[WRITTEN PROBLEM] Starting at the line that contains "every side skirt" and ending with the final line of the listing, rewrite those lines as a numbered list with blank lines omitted.

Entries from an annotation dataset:
-- START --

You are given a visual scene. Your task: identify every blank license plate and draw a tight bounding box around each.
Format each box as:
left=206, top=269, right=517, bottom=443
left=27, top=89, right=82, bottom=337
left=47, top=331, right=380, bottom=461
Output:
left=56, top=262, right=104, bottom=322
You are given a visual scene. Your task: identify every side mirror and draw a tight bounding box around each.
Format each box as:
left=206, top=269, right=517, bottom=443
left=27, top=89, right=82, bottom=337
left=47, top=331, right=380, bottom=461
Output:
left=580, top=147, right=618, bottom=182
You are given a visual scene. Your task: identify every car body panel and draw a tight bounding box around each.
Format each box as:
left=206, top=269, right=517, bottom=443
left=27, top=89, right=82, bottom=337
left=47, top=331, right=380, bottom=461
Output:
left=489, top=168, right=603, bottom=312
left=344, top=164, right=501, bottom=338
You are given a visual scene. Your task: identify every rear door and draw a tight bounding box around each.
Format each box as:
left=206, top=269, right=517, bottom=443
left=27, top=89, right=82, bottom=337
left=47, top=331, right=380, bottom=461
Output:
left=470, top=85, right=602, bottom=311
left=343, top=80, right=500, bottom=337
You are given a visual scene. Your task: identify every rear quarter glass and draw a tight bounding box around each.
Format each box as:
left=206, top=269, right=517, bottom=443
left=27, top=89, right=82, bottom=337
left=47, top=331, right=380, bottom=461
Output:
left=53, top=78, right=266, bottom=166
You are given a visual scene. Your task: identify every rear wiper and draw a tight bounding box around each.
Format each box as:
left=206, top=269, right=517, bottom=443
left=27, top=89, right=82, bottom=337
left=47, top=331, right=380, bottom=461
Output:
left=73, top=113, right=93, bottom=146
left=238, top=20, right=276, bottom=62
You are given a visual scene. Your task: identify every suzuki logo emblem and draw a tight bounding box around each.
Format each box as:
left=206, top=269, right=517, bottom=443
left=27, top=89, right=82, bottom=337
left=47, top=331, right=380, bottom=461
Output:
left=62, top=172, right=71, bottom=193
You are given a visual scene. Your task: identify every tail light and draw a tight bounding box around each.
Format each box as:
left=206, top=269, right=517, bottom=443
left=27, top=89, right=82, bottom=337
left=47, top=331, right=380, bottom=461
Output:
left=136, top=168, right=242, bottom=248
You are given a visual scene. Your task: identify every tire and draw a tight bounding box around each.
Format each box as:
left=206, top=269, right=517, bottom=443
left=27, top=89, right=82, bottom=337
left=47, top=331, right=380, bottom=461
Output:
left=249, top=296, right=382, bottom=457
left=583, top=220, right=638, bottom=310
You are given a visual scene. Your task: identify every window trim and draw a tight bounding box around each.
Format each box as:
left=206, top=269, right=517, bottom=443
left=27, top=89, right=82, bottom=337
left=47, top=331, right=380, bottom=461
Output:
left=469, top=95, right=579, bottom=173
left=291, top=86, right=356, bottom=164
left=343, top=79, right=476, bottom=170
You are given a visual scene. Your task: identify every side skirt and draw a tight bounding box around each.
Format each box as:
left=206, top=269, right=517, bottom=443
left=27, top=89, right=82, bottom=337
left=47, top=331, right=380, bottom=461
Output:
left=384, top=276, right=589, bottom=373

-- END --

[TASK RESPONSE]
1. You are given a visual scene. Your task: identify every side skirt and draw a tight bounding box around each.
2. Format each box as:
3. left=206, top=269, right=517, bottom=443
4. left=27, top=89, right=82, bottom=337
5. left=47, top=331, right=380, bottom=461
6. Output:
7. left=384, top=276, right=589, bottom=373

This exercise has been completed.